Lo stile della musica è elevatissimo, sublime. Si tratta, a detta di molti,
di una delle pagine più alte del repertorio bachiano, all'interno del quale
la Matthäus Passion ricopre un ruolo di primo piano. Le parole del brano
riportano alla fine della Passione bachiana, e descrivono il pianto ai piedi della
croce, quando il destino di Cristo si è ormai compiuto, conformemente alle
Scritture: è il momento in cui il dramma è ormai consumato, resta
solo la tragedia.
Inq. 17 -
CV. La MDP inquadra Accattone e Giovanni in figura intera, in piedi. "Il
cognato, più forte, si divincola, ma non riesce a liberarsi dalla stretta
disperata". (33) Alcuni ragazzi cercano, invano, di dividerli, ma i due cadono
per terra e mantengono con forza la loro stretta disperata. - CS. Coro
n. 68, batt. 13 (II tempo) - 15 (I tempo).
Inq.
18 - CV. Breve PA del suocero, "con gli occhi iniettati di
sangue". (34) - CS. Coro n. 68, batt. 15 (II).
Inq.

* * * * * * *

### Lavoro da svolgere
Puoi ricopiare parola per parola il testo su Bach e Accattone, cominciando da "Lo stile della" e arrivando fino a "solo la tragedia."?

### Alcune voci

* * * * * * *

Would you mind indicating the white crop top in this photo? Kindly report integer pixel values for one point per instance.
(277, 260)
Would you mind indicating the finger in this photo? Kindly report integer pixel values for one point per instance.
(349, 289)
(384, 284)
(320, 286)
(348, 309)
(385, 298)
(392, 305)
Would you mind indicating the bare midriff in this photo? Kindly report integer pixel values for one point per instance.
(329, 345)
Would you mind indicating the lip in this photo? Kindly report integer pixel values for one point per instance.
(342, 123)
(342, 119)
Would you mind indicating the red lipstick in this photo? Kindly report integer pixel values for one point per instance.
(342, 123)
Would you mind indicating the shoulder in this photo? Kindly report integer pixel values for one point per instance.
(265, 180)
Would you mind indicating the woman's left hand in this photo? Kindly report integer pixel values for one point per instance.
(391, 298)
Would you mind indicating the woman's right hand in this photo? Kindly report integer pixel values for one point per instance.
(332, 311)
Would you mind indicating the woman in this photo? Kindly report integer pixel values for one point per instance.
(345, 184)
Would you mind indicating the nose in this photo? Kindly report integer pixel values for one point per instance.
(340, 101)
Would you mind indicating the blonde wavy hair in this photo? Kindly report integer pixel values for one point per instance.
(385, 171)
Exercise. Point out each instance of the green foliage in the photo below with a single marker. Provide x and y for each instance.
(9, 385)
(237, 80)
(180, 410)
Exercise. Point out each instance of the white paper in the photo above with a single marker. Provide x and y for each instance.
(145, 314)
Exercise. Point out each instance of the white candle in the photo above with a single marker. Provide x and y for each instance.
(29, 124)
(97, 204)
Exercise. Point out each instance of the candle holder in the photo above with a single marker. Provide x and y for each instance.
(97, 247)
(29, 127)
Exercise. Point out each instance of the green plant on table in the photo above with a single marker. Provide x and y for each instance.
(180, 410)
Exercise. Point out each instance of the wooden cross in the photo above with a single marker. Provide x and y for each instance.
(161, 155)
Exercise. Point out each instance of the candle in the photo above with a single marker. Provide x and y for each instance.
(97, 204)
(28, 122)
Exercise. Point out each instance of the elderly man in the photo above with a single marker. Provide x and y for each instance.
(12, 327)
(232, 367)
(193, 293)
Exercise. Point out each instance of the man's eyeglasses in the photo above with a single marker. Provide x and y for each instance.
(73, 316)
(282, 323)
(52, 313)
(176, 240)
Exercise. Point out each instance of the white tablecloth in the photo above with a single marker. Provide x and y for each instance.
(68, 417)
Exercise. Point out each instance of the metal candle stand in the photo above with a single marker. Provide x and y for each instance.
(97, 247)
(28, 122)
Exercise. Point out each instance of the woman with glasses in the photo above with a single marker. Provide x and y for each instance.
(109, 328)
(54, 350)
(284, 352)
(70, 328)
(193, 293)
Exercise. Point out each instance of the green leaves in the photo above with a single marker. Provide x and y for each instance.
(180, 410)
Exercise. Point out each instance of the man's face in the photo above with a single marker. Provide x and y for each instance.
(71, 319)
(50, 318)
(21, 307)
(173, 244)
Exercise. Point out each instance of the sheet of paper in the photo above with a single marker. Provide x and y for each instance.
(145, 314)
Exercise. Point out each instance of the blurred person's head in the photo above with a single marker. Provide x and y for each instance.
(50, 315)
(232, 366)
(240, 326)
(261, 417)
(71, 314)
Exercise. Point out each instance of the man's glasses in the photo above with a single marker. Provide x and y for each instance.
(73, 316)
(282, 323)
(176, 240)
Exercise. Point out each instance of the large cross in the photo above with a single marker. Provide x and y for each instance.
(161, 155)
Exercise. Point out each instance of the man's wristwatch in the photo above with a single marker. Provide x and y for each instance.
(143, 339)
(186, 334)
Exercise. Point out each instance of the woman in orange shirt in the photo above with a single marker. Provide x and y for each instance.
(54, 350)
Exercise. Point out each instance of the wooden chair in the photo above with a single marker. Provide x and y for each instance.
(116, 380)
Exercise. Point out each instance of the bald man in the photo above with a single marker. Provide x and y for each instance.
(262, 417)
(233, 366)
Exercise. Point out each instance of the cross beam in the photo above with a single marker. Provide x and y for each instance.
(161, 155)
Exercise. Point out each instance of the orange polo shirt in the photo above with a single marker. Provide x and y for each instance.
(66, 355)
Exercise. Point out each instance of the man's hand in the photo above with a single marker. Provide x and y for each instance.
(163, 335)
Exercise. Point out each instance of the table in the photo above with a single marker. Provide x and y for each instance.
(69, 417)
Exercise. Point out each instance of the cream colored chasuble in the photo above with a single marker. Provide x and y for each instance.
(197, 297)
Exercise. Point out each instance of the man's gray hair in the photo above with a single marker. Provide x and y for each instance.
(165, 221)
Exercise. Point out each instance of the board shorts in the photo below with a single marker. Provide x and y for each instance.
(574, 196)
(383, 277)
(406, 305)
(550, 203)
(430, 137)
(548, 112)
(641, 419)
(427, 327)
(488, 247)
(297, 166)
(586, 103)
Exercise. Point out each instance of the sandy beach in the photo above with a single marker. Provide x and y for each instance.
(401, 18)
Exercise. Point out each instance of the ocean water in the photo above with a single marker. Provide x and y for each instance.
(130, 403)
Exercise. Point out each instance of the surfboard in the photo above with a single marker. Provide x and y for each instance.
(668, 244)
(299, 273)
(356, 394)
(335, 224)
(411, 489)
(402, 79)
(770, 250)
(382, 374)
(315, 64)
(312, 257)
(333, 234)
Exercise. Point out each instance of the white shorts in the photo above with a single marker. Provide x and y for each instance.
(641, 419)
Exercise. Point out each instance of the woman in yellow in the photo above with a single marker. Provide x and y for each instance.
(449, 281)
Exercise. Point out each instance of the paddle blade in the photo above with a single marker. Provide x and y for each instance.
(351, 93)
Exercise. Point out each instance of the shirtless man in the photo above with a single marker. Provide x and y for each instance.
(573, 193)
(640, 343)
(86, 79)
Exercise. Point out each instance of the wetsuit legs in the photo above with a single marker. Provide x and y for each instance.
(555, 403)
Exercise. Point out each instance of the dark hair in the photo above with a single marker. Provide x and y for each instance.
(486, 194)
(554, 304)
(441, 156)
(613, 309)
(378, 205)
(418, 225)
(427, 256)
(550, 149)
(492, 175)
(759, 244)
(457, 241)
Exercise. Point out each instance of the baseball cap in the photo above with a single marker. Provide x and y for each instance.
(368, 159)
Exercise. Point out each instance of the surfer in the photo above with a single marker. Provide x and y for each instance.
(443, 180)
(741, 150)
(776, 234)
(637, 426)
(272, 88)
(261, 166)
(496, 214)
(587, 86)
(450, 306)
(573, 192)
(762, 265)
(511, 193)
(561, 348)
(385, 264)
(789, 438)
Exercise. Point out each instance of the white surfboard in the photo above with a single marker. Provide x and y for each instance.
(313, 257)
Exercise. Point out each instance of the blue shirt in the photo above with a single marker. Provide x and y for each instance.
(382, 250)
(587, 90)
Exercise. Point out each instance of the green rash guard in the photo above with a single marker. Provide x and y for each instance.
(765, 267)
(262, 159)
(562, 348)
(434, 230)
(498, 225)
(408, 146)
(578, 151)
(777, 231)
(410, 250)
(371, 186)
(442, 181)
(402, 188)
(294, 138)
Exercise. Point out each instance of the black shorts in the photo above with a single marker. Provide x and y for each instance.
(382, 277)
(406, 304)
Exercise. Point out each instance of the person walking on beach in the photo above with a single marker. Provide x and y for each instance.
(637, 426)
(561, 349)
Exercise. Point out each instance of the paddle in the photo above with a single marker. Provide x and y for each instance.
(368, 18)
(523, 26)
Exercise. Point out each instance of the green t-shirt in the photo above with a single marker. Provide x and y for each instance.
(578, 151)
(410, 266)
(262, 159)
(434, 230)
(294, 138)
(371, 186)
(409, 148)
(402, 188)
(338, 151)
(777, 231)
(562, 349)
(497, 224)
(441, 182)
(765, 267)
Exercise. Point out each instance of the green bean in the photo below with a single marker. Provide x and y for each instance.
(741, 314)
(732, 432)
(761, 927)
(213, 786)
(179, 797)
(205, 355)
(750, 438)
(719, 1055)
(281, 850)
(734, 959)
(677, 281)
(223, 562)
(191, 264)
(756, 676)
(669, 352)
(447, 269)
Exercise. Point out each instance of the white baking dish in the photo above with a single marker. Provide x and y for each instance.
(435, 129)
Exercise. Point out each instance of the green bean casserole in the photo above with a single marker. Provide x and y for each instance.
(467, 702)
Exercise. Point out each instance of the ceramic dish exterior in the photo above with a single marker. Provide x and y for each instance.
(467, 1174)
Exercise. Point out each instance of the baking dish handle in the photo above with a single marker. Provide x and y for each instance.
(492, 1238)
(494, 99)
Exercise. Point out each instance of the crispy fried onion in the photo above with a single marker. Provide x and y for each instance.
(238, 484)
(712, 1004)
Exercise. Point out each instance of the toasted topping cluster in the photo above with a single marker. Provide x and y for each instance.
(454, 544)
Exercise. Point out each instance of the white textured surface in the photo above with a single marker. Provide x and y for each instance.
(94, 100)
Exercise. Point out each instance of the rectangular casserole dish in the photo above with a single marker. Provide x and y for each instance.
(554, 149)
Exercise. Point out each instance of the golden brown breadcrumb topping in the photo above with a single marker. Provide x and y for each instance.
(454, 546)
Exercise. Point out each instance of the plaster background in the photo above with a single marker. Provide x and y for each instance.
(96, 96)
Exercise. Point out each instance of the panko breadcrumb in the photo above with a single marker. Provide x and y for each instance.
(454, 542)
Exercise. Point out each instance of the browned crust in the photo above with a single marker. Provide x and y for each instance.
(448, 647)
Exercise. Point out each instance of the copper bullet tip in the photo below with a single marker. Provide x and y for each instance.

* * * * * * *

### Risposta
Lo stile della musica è elevatissimo, sublime. Si tratta, a detta di molti,
di una delle pagine più alte del repertorio bachiano, all'interno del quale
la Matthäus Passion ricopre un ruolo di primo piano. Le parole del brano
riportano alla fine della Passione bachiana, e descrivono il pianto ai piedi della
croce, quando il destino di Cristo si è ormai compiuto, conformemente alle
Scritture: è il momento in cui il dramma è ormai consumato, resta
solo la tragedia.